Recast the data as a Markdown table with the columns Row and Line, starting at the line that contains "Reviewer note: confirm that each instance of the gray" and continuing through the end of the data. Give one row per line, number the rows in order, and skip any blank lines.
======== PROVIDED RECORDS ========
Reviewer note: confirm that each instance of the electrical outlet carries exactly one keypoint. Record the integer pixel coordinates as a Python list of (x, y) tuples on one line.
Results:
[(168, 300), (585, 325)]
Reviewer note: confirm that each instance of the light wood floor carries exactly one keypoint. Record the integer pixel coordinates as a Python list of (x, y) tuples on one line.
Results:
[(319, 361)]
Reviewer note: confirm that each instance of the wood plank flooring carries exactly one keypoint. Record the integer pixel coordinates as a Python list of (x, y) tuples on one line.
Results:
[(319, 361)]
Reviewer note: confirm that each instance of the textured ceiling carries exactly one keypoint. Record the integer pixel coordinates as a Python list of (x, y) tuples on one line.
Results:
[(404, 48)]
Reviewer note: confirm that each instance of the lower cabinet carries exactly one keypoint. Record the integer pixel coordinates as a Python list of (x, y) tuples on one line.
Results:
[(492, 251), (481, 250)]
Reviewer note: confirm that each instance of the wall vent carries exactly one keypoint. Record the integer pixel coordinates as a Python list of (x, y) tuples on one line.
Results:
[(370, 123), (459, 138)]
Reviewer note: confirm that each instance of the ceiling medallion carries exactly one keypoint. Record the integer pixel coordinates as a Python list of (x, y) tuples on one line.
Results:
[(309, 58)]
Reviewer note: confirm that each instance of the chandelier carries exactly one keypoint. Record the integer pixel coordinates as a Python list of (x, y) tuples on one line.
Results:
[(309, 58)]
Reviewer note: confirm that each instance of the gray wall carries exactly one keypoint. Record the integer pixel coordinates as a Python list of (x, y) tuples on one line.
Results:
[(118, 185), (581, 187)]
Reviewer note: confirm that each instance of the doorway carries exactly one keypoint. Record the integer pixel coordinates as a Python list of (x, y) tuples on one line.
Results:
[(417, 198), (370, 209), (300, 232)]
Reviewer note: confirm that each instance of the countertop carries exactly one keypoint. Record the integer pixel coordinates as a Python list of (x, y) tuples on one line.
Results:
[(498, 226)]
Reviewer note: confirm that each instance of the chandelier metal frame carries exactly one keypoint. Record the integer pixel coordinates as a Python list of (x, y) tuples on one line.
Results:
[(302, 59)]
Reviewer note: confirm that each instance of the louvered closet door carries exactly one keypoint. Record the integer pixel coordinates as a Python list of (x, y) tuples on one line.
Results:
========
» **EXERCISE OUTPUT**:
| Row | Line |
|---|---|
| 1 | Reviewer note: confirm that each instance of the gray wall carries exactly one keypoint. Record the integer pixel coordinates as a Python list of (x, y) tuples on one line. |
| 2 | Results: |
| 3 | [(118, 185), (581, 187)] |
| 4 | Reviewer note: confirm that each instance of the doorway carries exactly one keypoint. Record the integer pixel coordinates as a Python list of (x, y) tuples on one line. |
| 5 | Results: |
| 6 | [(417, 198), (370, 209), (300, 232)] |
| 7 | Reviewer note: confirm that each instance of the countertop carries exactly one keypoint. Record the integer pixel coordinates as a Python list of (x, y) tuples on one line. |
| 8 | Results: |
| 9 | [(498, 226)] |
| 10 | Reviewer note: confirm that each instance of the chandelier metal frame carries exactly one keypoint. Record the integer pixel coordinates as a Python list of (x, y) tuples on one line. |
| 11 | Results: |
| 12 | [(302, 59)] |
| 13 | Reviewer note: confirm that each instance of the louvered closet door carries exactly one keypoint. Record the integer pixel coordinates as a Python list of (x, y) tuples on one line. |
| 14 | Results: |